→ **The problem**: Begin the copy at the line containing "column capital, find" and end it at the final line of the material below, reproducing each line exactly, without images.

→ **Data provided**:
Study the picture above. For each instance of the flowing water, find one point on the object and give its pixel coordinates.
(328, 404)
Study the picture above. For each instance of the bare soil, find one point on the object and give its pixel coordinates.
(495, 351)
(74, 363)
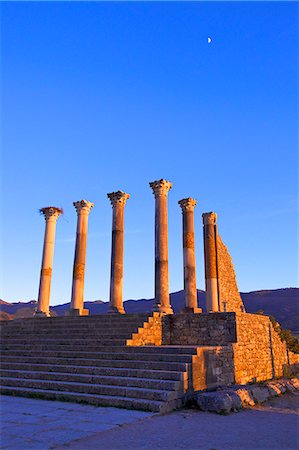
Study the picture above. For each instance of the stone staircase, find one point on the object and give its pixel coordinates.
(86, 359)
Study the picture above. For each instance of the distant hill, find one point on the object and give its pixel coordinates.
(283, 304)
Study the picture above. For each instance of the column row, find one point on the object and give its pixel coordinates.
(162, 299)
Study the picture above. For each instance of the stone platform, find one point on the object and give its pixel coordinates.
(86, 359)
(148, 362)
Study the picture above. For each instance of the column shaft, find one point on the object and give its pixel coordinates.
(118, 200)
(190, 292)
(43, 305)
(162, 301)
(77, 302)
(211, 272)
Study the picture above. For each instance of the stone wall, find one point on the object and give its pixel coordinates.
(259, 353)
(252, 352)
(149, 334)
(212, 367)
(229, 296)
(199, 329)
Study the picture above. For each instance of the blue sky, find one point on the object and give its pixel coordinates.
(98, 97)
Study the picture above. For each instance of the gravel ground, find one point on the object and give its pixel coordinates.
(273, 425)
(30, 424)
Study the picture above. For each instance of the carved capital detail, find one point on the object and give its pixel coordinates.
(188, 240)
(78, 273)
(118, 198)
(187, 204)
(209, 218)
(51, 212)
(160, 187)
(83, 206)
(47, 272)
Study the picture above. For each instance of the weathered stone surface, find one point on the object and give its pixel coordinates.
(273, 389)
(219, 402)
(236, 401)
(245, 396)
(260, 394)
(229, 296)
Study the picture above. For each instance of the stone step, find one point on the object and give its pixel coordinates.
(101, 371)
(92, 399)
(102, 355)
(88, 388)
(87, 321)
(46, 342)
(130, 364)
(148, 383)
(72, 330)
(167, 349)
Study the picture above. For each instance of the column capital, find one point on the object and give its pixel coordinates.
(160, 187)
(187, 204)
(83, 206)
(209, 218)
(118, 198)
(51, 212)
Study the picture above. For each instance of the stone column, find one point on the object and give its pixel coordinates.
(118, 200)
(190, 293)
(83, 209)
(210, 251)
(51, 215)
(160, 189)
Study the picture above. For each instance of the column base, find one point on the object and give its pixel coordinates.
(116, 310)
(39, 314)
(77, 312)
(187, 310)
(157, 307)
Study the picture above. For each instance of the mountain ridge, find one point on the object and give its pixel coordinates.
(281, 303)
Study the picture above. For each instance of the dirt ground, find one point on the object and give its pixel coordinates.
(273, 425)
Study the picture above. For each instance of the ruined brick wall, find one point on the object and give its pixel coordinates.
(259, 353)
(149, 334)
(212, 367)
(199, 329)
(252, 352)
(229, 296)
(279, 352)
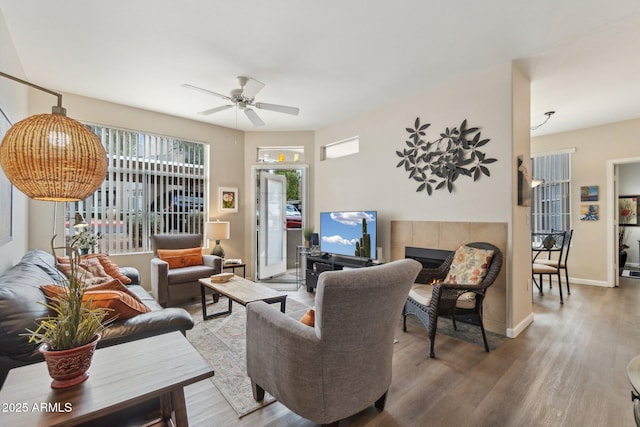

→ **Answer box**:
Study the picture above. For each instance of the column capital, find one point on the object and give its pixel coordinates.
(160, 187)
(187, 204)
(83, 206)
(209, 218)
(118, 198)
(51, 212)
Study the picture above. For each instance of the stone column, find one point on the object and give its pixel coordinates.
(118, 200)
(190, 293)
(83, 209)
(210, 251)
(51, 215)
(160, 189)
Study the picture above. For each instance of the column base, find one point on the object and give its pixel coordinates.
(116, 310)
(39, 314)
(77, 312)
(187, 310)
(157, 307)
Study the picture above. For each instance of the mountain ridge, find one point on the object and give its pixel coordinates.
(281, 303)
Study the picture above. For each instance of the dirt ground, find one point on the object and give its pixel coordinates.
(273, 425)
Study the picture above. For each instance of the ruined brick wall, find one point on the object and give its pixel coordinates.
(259, 353)
(149, 334)
(212, 367)
(199, 329)
(252, 352)
(229, 296)
(279, 352)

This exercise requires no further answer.